DATA FOR PROCESSING section start

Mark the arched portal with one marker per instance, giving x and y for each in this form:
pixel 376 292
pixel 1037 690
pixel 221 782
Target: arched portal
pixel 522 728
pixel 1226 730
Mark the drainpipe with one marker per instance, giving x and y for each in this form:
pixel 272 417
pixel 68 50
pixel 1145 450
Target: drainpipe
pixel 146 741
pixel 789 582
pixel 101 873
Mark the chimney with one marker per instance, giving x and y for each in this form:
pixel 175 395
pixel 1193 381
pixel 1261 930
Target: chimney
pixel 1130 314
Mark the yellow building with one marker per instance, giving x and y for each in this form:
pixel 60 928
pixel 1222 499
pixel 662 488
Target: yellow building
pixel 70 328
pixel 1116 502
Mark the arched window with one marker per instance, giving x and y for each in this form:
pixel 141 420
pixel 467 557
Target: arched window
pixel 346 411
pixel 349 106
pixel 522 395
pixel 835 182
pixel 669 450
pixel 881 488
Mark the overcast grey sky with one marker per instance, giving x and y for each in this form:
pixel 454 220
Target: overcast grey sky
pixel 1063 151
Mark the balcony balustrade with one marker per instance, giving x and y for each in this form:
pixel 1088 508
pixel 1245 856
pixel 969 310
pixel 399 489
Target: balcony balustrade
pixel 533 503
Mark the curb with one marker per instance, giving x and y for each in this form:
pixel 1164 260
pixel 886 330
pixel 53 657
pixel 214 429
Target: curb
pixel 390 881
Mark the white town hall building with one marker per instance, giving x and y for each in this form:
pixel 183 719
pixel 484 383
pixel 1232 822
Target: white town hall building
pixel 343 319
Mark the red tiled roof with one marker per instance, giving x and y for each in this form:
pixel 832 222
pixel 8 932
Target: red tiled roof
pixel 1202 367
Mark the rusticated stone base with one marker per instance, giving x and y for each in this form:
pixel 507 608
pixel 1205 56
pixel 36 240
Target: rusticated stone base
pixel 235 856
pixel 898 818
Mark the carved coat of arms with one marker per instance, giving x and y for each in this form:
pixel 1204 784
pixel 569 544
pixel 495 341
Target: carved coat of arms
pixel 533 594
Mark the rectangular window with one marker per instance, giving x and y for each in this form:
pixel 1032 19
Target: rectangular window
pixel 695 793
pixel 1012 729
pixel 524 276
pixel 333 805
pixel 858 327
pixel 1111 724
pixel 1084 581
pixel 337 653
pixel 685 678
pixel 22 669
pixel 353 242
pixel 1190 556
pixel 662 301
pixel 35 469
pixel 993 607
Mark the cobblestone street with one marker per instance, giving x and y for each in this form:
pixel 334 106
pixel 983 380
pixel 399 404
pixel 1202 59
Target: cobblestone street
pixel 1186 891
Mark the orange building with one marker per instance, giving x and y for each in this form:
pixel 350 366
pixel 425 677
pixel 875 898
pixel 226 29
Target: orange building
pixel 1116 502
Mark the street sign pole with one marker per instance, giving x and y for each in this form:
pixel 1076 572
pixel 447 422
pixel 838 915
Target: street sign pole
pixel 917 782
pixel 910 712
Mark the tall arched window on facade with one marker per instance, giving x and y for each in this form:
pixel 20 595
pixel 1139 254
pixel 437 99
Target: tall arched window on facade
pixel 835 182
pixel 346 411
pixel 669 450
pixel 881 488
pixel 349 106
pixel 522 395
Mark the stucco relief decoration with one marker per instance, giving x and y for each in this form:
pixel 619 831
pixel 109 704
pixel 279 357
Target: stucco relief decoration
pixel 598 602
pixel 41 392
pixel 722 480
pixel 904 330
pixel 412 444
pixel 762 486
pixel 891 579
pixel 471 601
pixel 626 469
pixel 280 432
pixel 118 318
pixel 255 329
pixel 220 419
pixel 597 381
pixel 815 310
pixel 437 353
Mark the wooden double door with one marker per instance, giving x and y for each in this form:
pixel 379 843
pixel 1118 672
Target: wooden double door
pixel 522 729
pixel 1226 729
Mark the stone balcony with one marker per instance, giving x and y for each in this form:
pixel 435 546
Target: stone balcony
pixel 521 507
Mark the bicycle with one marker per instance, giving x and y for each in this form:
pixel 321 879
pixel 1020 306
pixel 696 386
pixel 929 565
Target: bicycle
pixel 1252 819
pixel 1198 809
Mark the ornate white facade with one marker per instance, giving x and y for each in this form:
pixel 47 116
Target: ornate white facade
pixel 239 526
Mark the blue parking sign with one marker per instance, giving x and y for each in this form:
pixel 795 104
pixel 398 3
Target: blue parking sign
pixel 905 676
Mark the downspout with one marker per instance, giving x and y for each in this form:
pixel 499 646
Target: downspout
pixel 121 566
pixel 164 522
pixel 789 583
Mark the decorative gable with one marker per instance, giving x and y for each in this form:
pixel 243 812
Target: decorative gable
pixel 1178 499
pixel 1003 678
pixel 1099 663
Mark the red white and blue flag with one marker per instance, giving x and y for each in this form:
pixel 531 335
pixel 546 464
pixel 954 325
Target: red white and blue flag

DATA FOR PROCESSING section end

== ACTION ITEM ==
Count how many lines in the listing contain the string "flag". Only that number should be given.

== SOLUTION FOR THIS PROBLEM ==
2